→ **TASK INSTRUCTIONS**
Reproduce every row below verbatim, omitting the picture.

'''

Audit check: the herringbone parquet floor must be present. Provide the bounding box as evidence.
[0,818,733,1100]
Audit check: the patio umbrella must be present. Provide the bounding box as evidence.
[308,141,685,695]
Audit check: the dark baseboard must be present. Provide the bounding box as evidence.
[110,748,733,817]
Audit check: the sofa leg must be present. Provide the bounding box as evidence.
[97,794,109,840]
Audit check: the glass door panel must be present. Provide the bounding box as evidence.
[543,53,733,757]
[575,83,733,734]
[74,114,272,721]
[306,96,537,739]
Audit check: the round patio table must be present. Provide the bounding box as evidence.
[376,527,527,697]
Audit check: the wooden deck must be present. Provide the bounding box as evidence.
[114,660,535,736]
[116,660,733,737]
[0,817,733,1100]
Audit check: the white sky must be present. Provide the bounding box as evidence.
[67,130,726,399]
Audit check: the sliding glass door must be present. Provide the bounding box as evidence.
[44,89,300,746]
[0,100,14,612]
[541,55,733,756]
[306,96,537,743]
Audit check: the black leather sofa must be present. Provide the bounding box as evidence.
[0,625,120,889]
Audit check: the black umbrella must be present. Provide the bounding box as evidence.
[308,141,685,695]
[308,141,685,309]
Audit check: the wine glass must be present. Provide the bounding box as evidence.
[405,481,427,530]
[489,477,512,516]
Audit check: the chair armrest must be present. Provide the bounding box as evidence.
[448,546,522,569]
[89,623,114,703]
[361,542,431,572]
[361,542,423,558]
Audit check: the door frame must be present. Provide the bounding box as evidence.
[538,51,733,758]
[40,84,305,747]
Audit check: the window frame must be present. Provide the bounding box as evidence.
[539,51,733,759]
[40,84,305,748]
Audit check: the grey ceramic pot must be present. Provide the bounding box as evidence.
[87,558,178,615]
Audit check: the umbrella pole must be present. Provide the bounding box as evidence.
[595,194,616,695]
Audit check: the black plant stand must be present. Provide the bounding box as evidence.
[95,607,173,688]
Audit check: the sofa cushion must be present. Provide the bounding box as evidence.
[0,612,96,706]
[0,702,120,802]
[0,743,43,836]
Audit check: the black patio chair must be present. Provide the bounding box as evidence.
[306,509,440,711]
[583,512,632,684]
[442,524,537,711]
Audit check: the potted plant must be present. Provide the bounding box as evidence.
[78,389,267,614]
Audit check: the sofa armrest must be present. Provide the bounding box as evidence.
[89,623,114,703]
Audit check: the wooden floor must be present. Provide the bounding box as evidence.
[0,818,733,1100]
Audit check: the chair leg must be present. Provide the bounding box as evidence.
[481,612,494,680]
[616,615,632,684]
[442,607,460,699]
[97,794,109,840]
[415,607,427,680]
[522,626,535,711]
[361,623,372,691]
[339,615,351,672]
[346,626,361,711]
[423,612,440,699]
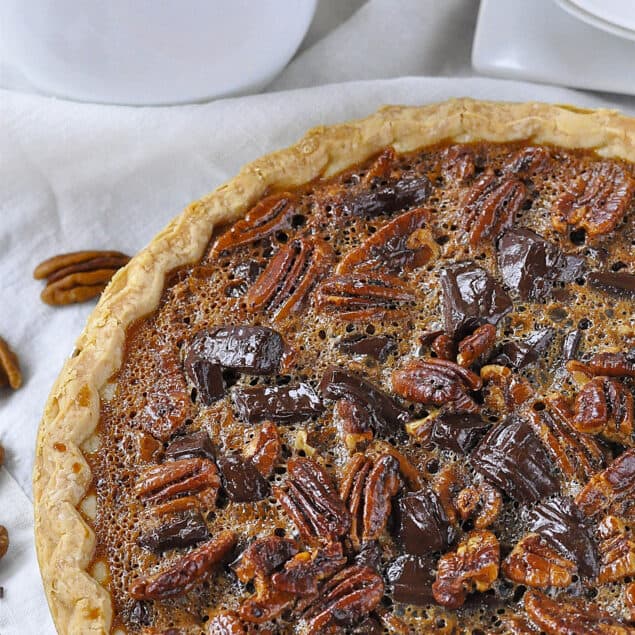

'''

→ **SOLUTION FOR THIS PROBLEM**
Audit check: the herringbone parquet floor must be present. Provide the bounding box as evidence.
[0,818,733,1100]
Audit check: the patio umbrella must be present. Provide the bounding box as evidence.
[308,141,685,695]
Audit check: the dark baseboard must be present. Provide the bounding box as evidence.
[110,748,733,817]
Audit check: the sofa leg must be present. Provide the bounding box as evidence.
[97,794,109,840]
Audit check: the glass door panel must be present. Provide the bounding box as evidence.
[543,53,733,757]
[575,83,733,734]
[74,114,272,721]
[306,96,537,739]
Audit check: the round patio table must be present. Provide the bounding box as evidence.
[376,527,527,697]
Audit check: the wooden deck must be present. Provide the bounding box as evidence.
[114,660,535,736]
[116,660,733,737]
[0,817,733,1100]
Audit check: the white sky must be present. Provide the bounding box as evidence.
[67,130,726,399]
Audit check: the sliding glass door must be present. Provide the bounding box as evidence.
[44,89,300,746]
[0,100,14,612]
[541,55,733,756]
[306,96,537,743]
Audit check: the black leather sofa must be present. Provide the bounding box as evidence.
[0,625,120,889]
Audit check: the black umbrella must be present. Provide the bounding box as evidence.
[308,141,685,695]
[308,141,685,309]
Audit check: the wine glass must be present. Provide the bounding box as evidence.
[405,481,427,530]
[489,477,512,516]
Audit check: the chair armrest must be present. Provide the bounding box as evidence.
[448,546,522,569]
[89,623,114,703]
[361,542,431,572]
[361,542,423,558]
Audit check: the door frame must be present. Provide the bounding box as evidence.
[538,51,733,758]
[40,84,305,747]
Audit check: the window frame must be present. Provide the bounding box as evidence.
[539,51,733,759]
[40,84,305,748]
Audit check: the grey ceramic pot must be present. Provide the bounding box as evidence.
[87,558,178,615]
Audit check: the umbrella pole must be present. Provide the bounding box as evidence.
[595,194,616,695]
Audit check: the black plant stand must be present. Provide the bounding box as evidence.
[95,607,173,688]
Audit check: the sofa cushion must be present. Provide the bounding box as evidence.
[0,612,96,706]
[0,702,120,802]
[0,743,43,836]
Audit check: the black patio chair must be present. Provide the bounding box as evidence.
[306,509,440,711]
[583,512,632,684]
[442,524,537,711]
Audit check: the potted plant must be present. Provide the bounding box as evidence.
[78,389,267,614]
Audit check: the sofa armrest must be present. Provide the bounding box as evidence.
[89,623,114,703]
Audit check: the wooden floor must be present. Provide the bounding box as evidence.
[0,818,733,1100]
Audit check: the chair leg must be present. Provide the bounding box as evidence.
[481,612,494,680]
[616,615,632,684]
[442,607,460,699]
[97,794,109,840]
[415,607,427,680]
[522,626,535,711]
[361,623,372,691]
[339,615,351,672]
[346,626,361,711]
[423,612,440,699]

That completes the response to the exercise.